Every entry in this listing should be written out exactly.
[[ DATA LISTING, beginning ]]
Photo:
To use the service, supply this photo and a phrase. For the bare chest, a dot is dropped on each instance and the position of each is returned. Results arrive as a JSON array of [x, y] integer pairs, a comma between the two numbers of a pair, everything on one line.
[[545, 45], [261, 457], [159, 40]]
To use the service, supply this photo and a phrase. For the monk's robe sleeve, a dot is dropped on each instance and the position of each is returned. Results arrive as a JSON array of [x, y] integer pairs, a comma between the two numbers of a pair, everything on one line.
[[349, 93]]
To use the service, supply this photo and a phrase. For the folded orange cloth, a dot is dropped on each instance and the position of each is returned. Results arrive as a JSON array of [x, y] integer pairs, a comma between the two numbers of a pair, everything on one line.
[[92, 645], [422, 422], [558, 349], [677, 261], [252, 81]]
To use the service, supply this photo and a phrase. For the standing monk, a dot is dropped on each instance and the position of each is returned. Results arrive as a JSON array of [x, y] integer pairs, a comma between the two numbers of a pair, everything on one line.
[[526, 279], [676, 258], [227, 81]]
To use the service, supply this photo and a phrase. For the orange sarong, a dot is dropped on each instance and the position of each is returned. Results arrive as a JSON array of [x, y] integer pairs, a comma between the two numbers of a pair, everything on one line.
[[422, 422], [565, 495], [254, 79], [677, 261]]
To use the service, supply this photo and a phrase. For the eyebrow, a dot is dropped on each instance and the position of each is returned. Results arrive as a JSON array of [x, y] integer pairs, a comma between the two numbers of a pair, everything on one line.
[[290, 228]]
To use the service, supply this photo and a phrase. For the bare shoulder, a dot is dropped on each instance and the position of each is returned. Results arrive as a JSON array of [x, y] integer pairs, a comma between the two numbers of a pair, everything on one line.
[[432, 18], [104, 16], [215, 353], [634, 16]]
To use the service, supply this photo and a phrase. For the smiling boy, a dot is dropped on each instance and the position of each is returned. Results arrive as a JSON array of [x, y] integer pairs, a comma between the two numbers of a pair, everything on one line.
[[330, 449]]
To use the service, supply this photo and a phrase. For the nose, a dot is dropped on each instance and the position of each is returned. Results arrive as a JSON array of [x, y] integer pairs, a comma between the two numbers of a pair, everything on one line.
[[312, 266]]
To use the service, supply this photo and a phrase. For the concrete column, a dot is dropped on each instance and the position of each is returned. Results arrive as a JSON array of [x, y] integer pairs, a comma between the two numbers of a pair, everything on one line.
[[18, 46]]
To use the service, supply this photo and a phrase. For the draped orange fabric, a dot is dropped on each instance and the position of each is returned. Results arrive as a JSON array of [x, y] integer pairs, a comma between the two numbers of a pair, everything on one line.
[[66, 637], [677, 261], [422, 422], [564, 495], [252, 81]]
[[ DATA LISTING, end ]]
ANSWER TO THE PROBLEM
Photo:
To use the service, supply this photo and a phrase. For the bare chest, a dot is dropped on each instance and the position of each is returned. Results arrive as a JSON array of [x, y] integer pairs, a comma between the two numbers of a pair, everything on one line.
[[545, 45], [261, 457], [159, 40]]
To use the service, supply this photo and a phrase. For the monk's robe sleeve, a dot is dropped on each instance and the position of each is returned. Results arrive as a JSON array of [x, y] integer pairs, a comma between the two numbers of a pair, everything on one line.
[[349, 93]]
To use the service, supply this photo and a phrase. For the folded orange cloth, a dot is dropped on each instance and the position of each is returned. Results arrive as a JSON array of [x, y] integer pairs, a comma between the two numbers of a pair, everything on one line.
[[92, 645], [422, 422], [558, 349], [677, 261], [252, 81]]
To use the service, supply this photo and a phrase. For the standing monk, a dot is dropped on each instance and the position of each is returned. Results arrive as a JSON array of [x, y] integer pairs, a comma between the two numbers of a pair, everything on one line.
[[526, 279], [676, 258], [227, 81]]
To use the service, supply this photo and a phrase. For the orange sarong, a dot is dropped on each instance and the position of each is returned. Results arrive as a JSON array of [x, y] integer pairs, a comma between the two numbers of a pair, everything on one line.
[[422, 422], [565, 495], [254, 79], [677, 261]]
To use the service, supply this photo and a phrase. For the eyebrow, a dot is dropped on each instance and the position of each is returned. Results arrive as a JSON array of [x, y] integer pairs, a comma between the two numbers of a pair, everything on one line.
[[290, 228]]
To use the service, supply this photo and a phrase. For the bare shoulder, a dot is dropped on each instance and the position of each is returned. Results arrive as a JSON array of [x, y] integer pairs, a comma between the two numbers of a pair, everything on one line.
[[432, 18], [104, 16], [215, 353], [634, 16]]
To use the service, supply this photo and a phrase. For the smiling boy, a dot is dropped on each instance and the position of each is returned. Results arrive as a JSON array of [x, y] integer pairs, a comma between the two numbers of a pair, everything on one line.
[[330, 449]]
To use the service, supply this photo and a phrase. For the nose, a dot is dropped on each instance and the position of each is returned. Results arrive as a JSON array of [x, y] integer pairs, a comma between the two numbers of a pair, everything on one line.
[[312, 266]]
To use the service, supply this photo and a phrase. For the concrete column, a dot is dropped on each instance and the position of each is returned. Results arrive as a JSON array of [x, y] integer pairs, a comma between the two numbers of a pair, everything on one line.
[[18, 46]]
To use the service, supply this photo and a phrase. For the draped orange fabric, a dot is dropped on each instance and the position of each is returned. Results arrive as a JSON array of [x, y] integer pairs, a comma between the two numbers of a pair, everything on one line.
[[66, 637], [677, 261], [422, 422], [564, 495], [252, 81]]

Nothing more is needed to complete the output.